(Data records)
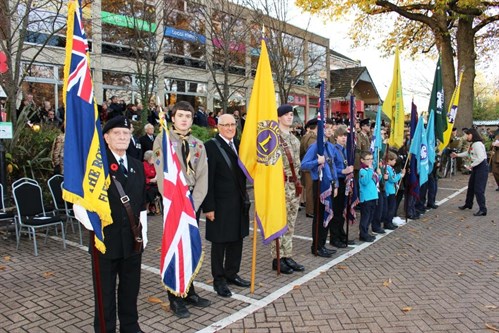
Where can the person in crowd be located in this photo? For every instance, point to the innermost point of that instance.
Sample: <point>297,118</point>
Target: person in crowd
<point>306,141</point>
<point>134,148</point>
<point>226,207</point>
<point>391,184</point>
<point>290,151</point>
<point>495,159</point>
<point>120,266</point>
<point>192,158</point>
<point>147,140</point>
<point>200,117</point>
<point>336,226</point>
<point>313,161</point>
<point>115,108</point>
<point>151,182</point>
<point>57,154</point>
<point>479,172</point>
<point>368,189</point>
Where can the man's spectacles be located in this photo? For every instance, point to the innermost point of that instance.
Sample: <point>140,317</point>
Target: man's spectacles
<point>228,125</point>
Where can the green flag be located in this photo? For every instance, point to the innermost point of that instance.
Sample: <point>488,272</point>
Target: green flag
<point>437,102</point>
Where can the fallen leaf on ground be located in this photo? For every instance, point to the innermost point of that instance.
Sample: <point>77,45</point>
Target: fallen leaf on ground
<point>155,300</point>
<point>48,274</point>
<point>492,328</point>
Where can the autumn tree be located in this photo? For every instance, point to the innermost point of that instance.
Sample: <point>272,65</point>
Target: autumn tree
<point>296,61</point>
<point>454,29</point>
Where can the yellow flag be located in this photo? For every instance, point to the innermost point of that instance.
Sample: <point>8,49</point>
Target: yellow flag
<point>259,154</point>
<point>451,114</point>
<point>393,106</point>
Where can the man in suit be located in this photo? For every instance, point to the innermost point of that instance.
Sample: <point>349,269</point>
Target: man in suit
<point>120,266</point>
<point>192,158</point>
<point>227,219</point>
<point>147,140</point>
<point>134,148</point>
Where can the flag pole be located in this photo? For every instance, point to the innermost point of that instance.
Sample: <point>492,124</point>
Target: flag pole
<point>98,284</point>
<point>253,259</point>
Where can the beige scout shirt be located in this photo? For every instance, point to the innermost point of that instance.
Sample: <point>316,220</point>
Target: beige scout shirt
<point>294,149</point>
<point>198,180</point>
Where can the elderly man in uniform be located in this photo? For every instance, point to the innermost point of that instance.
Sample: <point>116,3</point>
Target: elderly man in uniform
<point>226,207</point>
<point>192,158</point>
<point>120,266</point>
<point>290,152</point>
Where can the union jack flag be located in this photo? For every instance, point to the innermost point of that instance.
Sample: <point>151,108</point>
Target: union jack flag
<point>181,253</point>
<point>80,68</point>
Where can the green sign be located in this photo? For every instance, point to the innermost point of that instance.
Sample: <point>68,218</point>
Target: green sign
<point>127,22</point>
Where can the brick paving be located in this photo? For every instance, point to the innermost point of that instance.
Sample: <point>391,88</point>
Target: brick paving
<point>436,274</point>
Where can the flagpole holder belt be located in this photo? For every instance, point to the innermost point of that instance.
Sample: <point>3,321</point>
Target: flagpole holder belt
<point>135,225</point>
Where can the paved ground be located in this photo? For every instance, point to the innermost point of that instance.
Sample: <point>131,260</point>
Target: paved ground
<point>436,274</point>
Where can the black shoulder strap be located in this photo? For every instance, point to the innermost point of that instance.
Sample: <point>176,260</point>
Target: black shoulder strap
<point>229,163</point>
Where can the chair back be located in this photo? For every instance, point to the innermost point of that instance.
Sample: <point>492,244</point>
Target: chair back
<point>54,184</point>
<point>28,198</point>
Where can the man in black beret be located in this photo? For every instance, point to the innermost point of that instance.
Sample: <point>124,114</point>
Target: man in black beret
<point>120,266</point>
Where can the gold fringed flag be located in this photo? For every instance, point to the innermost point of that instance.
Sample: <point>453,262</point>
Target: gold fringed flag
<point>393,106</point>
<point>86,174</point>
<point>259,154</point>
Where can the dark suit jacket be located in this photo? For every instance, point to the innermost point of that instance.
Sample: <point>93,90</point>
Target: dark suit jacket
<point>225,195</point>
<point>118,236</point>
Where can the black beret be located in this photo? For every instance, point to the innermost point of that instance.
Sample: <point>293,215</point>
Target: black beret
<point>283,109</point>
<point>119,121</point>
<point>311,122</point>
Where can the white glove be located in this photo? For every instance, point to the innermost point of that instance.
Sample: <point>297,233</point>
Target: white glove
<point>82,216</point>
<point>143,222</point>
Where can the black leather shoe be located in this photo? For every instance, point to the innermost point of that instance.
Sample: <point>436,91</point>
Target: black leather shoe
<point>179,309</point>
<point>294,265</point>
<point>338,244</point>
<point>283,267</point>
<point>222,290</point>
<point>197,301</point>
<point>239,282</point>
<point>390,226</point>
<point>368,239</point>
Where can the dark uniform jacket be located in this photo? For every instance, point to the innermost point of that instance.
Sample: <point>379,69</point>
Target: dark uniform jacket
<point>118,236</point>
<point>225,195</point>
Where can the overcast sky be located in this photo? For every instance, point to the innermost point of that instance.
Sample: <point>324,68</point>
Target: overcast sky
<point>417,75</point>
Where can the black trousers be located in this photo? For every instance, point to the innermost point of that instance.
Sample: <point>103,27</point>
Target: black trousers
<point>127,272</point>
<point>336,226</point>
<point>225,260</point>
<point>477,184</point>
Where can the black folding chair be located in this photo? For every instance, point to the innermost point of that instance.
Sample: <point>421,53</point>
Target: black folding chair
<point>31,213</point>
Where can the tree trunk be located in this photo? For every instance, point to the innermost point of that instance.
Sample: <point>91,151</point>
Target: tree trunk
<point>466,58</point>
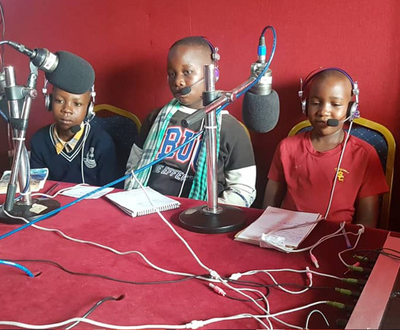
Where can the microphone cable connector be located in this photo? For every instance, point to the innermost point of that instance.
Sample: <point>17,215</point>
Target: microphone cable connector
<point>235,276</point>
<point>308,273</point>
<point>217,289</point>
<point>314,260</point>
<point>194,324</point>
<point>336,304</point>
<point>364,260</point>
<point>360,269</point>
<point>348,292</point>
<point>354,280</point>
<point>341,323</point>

AIM
Rewrite the items above as a JSON list of strings, one string per line with blank lines omitted, starting at the line that contains "Where can the white" and stopping after the line that contains "<point>143,222</point>". Include only those lines.

COMPLETED EXERCISE
[
  "Where can the white glove be located in this photo? For every instance, point to the innermost point of that instance.",
  "Sample: <point>297,233</point>",
  "Target: white glove",
  "<point>82,216</point>",
  "<point>143,222</point>"
]